→ **Selected extract**
-.-.-
The core functionality of `ssp.glm` revolves around three key questions:

- How are subsampling probabilities computed? (Controlled by the `criterion`
  argument)

- How is the subsample drawn? (Controlled by the `sampling.method` argument)

- How is the likelihood adjusted to correct for bias? (Controlled by the
  `likelihood` argument)

### `criterion`

The choices of `criterion` include `optA`, `optL`(default), `LCC` and
`uniform`. The optimal subsampling criterion `optA` and `optL` are derived by
minimizing the asymptotic covariance of subsample estimator, proposed by
@wang2018optimal. `LCC` and `uniform` are baseline methods.

### `sampling.method`

The options for the `sampling.method` argument include `withReplacement` and
`poisson` (default). `withReplacement` stands for drawing `n.ssp` subsamples
from full dataset with replacement, using the specified subsampling
probabilities. `poisson` stands for drawing subsamples one by one by comparing the
subsampling probability with a realization of uniform random variable
$U(0,1)$. The expected number of drawn samples are `n.ssp`. More details see
@wang2019more.
-.-.-
→ **Material provided**
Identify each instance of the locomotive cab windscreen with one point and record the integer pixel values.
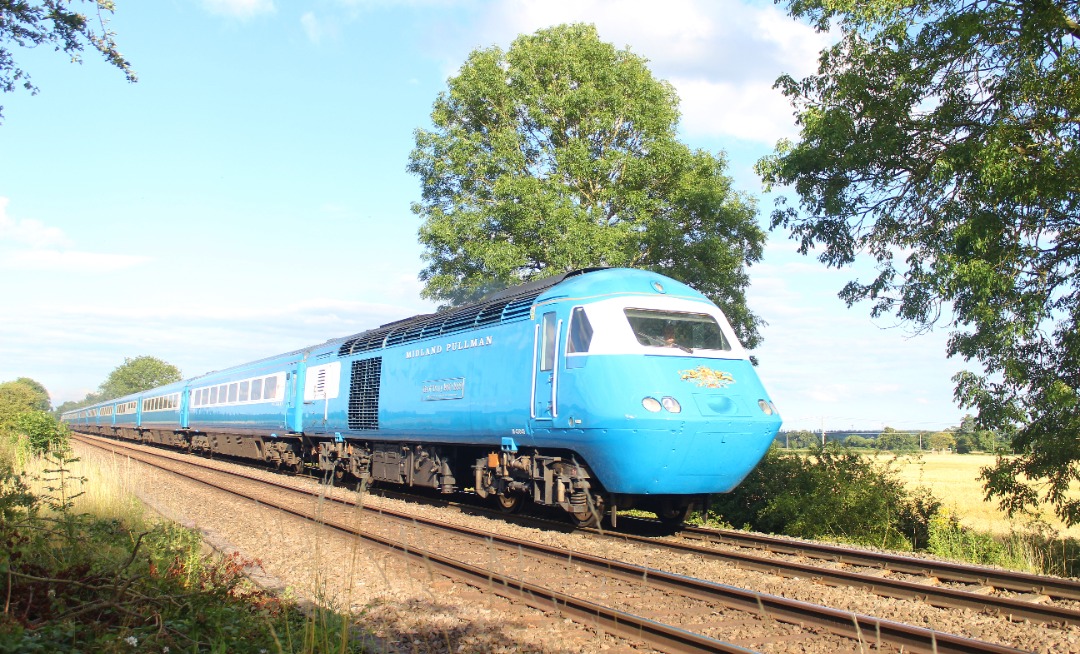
(677, 328)
(688, 331)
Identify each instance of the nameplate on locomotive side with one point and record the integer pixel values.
(443, 389)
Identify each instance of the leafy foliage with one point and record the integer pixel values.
(136, 375)
(53, 23)
(939, 137)
(829, 494)
(561, 153)
(15, 398)
(39, 432)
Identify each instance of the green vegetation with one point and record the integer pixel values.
(562, 153)
(134, 375)
(939, 138)
(838, 494)
(831, 493)
(115, 581)
(54, 24)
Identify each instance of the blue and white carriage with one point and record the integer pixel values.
(592, 391)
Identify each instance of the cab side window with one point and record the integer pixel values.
(548, 342)
(581, 332)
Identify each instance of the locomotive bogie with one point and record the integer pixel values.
(591, 392)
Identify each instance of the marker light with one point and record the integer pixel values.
(651, 404)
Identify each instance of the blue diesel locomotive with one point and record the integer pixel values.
(592, 391)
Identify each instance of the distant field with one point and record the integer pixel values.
(954, 478)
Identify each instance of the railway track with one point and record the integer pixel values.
(1040, 598)
(584, 578)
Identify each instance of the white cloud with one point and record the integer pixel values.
(751, 110)
(240, 9)
(316, 29)
(28, 231)
(68, 261)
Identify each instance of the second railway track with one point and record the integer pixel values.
(709, 603)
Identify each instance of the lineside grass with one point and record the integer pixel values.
(928, 503)
(88, 570)
(954, 478)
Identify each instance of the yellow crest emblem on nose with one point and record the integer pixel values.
(707, 378)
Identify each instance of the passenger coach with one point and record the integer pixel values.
(592, 391)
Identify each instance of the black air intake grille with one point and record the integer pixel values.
(364, 395)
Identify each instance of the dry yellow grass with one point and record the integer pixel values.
(954, 479)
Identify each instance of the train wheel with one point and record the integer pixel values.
(510, 504)
(585, 520)
(672, 517)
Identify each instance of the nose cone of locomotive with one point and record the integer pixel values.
(724, 424)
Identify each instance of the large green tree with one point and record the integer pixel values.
(940, 139)
(561, 153)
(136, 375)
(54, 23)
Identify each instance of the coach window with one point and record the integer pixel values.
(581, 332)
(548, 344)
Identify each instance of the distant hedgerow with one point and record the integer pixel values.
(831, 493)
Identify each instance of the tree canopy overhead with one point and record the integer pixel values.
(28, 24)
(561, 153)
(940, 138)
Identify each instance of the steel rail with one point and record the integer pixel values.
(619, 623)
(946, 598)
(844, 623)
(1007, 580)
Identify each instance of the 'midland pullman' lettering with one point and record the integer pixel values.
(462, 344)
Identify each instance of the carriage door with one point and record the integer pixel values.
(545, 367)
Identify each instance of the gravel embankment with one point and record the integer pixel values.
(409, 609)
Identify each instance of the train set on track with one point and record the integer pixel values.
(592, 391)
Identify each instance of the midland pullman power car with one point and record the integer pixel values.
(592, 391)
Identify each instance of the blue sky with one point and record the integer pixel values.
(248, 194)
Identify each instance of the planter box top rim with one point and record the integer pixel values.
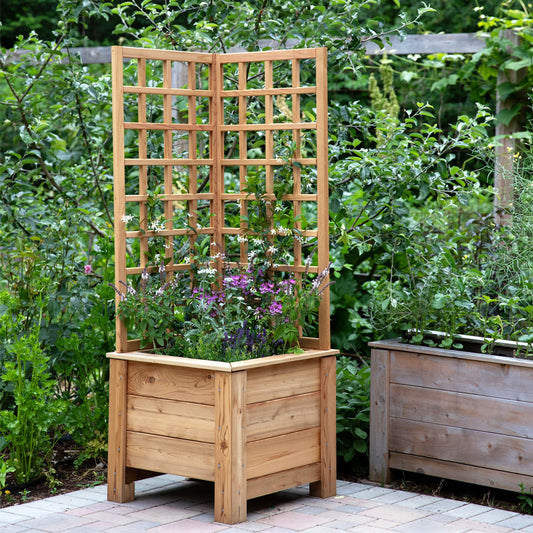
(400, 345)
(219, 365)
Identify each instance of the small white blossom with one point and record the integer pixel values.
(207, 271)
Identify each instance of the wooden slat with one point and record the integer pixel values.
(379, 416)
(158, 381)
(462, 472)
(327, 486)
(230, 448)
(171, 161)
(478, 448)
(149, 53)
(118, 489)
(119, 188)
(281, 453)
(280, 381)
(322, 191)
(266, 127)
(471, 411)
(271, 90)
(166, 127)
(283, 480)
(502, 380)
(277, 417)
(183, 420)
(167, 90)
(171, 456)
(274, 55)
(261, 162)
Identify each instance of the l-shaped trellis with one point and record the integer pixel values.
(197, 157)
(238, 152)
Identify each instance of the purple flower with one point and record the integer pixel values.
(275, 308)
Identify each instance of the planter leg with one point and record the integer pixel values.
(230, 447)
(117, 489)
(327, 486)
(379, 416)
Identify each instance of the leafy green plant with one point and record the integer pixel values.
(27, 434)
(353, 410)
(525, 499)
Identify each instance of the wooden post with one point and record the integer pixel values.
(327, 486)
(379, 416)
(117, 488)
(506, 148)
(230, 447)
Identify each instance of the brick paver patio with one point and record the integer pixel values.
(172, 504)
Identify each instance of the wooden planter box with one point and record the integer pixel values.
(451, 414)
(252, 427)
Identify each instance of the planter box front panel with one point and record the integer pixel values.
(270, 427)
(450, 416)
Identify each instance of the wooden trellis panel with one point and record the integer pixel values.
(185, 156)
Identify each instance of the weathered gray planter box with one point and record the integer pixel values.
(452, 414)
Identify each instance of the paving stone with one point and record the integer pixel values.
(295, 520)
(495, 515)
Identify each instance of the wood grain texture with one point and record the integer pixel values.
(283, 480)
(285, 415)
(171, 383)
(502, 379)
(118, 489)
(230, 448)
(327, 486)
(183, 420)
(268, 456)
(461, 472)
(171, 456)
(379, 416)
(464, 446)
(472, 411)
(280, 381)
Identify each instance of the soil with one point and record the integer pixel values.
(69, 478)
(445, 488)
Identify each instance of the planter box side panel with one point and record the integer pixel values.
(464, 446)
(283, 417)
(171, 420)
(453, 417)
(462, 375)
(469, 411)
(461, 472)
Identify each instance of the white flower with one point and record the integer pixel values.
(157, 226)
(207, 271)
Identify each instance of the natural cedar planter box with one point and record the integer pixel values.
(453, 414)
(253, 427)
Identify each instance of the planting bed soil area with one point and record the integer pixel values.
(67, 477)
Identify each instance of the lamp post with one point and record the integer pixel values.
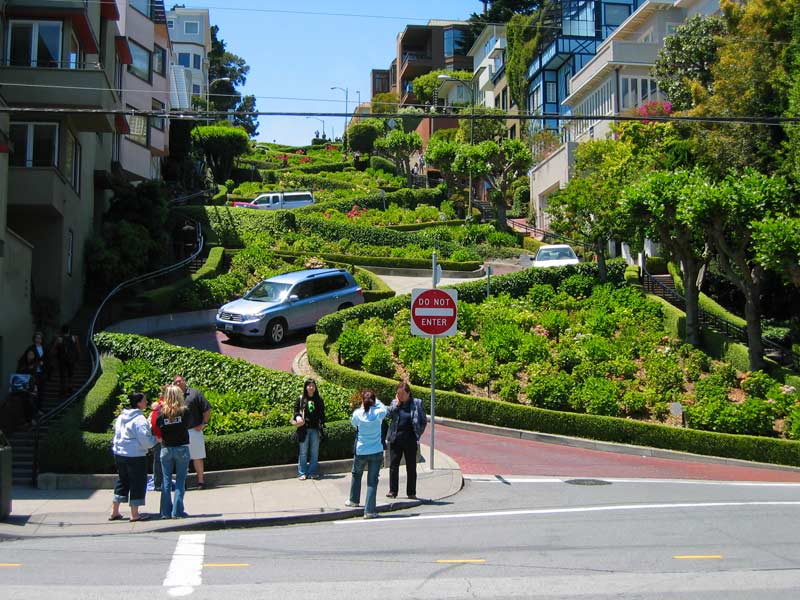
(443, 78)
(346, 99)
(321, 121)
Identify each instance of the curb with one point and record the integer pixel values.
(588, 444)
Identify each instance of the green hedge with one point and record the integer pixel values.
(389, 261)
(162, 300)
(611, 429)
(515, 284)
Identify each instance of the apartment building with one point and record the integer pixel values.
(145, 82)
(54, 166)
(614, 81)
(190, 38)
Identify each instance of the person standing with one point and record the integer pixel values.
(408, 422)
(132, 439)
(309, 418)
(174, 437)
(199, 413)
(367, 420)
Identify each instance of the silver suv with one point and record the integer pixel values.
(288, 302)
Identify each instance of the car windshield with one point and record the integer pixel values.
(555, 254)
(268, 291)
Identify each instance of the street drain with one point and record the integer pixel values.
(587, 482)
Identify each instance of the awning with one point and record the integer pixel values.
(121, 124)
(123, 50)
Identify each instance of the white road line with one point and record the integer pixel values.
(571, 510)
(186, 569)
(506, 480)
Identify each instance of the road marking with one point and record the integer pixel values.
(571, 510)
(186, 569)
(507, 480)
(459, 561)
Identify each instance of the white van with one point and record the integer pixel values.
(276, 200)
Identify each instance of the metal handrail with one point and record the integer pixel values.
(94, 353)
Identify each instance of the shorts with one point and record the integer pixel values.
(197, 444)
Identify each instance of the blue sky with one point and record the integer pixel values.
(296, 56)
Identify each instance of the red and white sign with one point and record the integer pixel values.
(434, 312)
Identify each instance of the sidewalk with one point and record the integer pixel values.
(84, 511)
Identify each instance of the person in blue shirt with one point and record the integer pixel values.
(367, 419)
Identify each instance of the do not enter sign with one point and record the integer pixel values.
(434, 312)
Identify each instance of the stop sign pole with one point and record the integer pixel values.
(434, 313)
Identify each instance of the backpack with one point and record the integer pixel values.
(67, 349)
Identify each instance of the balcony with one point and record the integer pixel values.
(87, 88)
(40, 191)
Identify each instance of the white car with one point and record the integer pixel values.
(555, 255)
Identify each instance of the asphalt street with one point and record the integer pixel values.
(514, 537)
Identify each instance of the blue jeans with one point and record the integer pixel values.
(177, 458)
(309, 446)
(373, 464)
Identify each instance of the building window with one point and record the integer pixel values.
(142, 64)
(142, 6)
(551, 89)
(34, 43)
(454, 43)
(159, 60)
(34, 144)
(158, 122)
(72, 162)
(140, 128)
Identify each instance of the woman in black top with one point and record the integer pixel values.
(173, 434)
(309, 418)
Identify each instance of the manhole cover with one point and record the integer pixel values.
(587, 482)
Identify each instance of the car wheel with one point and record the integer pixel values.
(276, 331)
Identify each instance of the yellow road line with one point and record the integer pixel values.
(455, 561)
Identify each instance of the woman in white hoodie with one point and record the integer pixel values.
(132, 439)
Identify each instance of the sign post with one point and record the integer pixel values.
(434, 313)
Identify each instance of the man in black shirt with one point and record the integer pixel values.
(199, 413)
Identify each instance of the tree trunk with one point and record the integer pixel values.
(752, 314)
(692, 298)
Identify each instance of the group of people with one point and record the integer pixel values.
(36, 366)
(406, 426)
(175, 428)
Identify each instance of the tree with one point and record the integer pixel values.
(686, 59)
(500, 163)
(588, 209)
(361, 135)
(425, 85)
(221, 144)
(248, 122)
(727, 213)
(398, 146)
(655, 206)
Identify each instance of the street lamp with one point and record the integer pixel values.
(443, 78)
(346, 99)
(321, 121)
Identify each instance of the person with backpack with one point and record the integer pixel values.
(67, 353)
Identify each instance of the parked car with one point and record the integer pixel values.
(555, 255)
(288, 302)
(276, 200)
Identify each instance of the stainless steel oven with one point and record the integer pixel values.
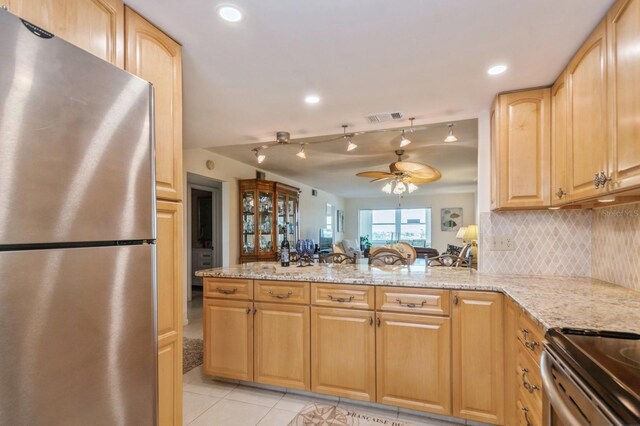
(591, 378)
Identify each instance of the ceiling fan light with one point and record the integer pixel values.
(301, 153)
(451, 137)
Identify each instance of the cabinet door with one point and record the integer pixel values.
(343, 353)
(282, 339)
(523, 149)
(587, 137)
(478, 356)
(413, 355)
(169, 269)
(155, 57)
(228, 331)
(624, 92)
(559, 164)
(96, 26)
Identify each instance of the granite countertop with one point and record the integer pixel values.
(551, 301)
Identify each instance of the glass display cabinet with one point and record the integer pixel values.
(268, 213)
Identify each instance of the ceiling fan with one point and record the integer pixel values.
(405, 171)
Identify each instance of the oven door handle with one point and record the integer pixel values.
(555, 399)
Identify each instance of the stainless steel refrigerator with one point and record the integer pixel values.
(77, 236)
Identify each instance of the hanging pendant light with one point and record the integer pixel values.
(450, 137)
(259, 157)
(350, 145)
(301, 153)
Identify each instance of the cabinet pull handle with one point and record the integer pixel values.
(528, 386)
(530, 345)
(525, 410)
(280, 296)
(341, 299)
(411, 305)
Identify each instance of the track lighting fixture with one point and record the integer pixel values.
(301, 153)
(260, 157)
(450, 137)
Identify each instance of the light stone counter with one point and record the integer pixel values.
(551, 301)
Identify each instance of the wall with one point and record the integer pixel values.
(228, 171)
(439, 239)
(616, 241)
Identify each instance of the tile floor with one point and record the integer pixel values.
(210, 402)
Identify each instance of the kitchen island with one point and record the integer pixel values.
(449, 341)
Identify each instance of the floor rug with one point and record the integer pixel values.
(330, 415)
(191, 354)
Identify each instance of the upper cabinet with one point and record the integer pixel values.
(623, 36)
(96, 26)
(155, 57)
(587, 148)
(520, 150)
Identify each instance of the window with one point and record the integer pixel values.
(392, 225)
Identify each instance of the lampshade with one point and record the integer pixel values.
(461, 232)
(471, 233)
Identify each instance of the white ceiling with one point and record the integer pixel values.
(426, 58)
(330, 167)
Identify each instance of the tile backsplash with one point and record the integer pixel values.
(547, 242)
(616, 245)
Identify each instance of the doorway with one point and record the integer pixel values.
(204, 243)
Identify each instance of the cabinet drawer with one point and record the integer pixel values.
(531, 336)
(228, 288)
(282, 292)
(413, 300)
(529, 380)
(343, 296)
(528, 416)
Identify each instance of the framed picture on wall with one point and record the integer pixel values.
(450, 219)
(340, 220)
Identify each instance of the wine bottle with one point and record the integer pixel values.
(284, 252)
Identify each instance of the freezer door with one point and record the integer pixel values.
(76, 145)
(78, 336)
-.-.-
→ **Exercise**
Please copy out the ssp.glm documentation excerpt above in full, word for word and with its original formatting.

→ **Exercise answer**
The core functionality of `ssp.glm` revolves around three key questions:

- How are subsampling probabilities computed? (Controlled by the `criterion`
  argument)

- How is the subsample drawn? (Controlled by the `sampling.method` argument)

- How is the likelihood adjusted to correct for bias? (Controlled by the
  `likelihood` argument)

### `criterion`

The choices of `criterion` include `optA`, `optL`(default), `LCC` and
`uniform`. The optimal subsampling criterion `optA` and `optL` are derived by
minimizing the asymptotic covariance of subsample estimator, proposed by
@wang2018optimal. `LCC` and `uniform` are baseline methods.

### `sampling.method`

The options for the `sampling.method` argument include `withReplacement` and
`poisson` (default). `withReplacement` stands for drawing `n.ssp` subsamples
from full dataset with replacement, using the specified subsampling
probabilities. `poisson` stands for drawing subsamples one by one by comparing the
subsampling probability with a realization of uniform random variable
$U(0,1)$. The expected number of drawn samples are `n.ssp`. More details see
@wang2019more.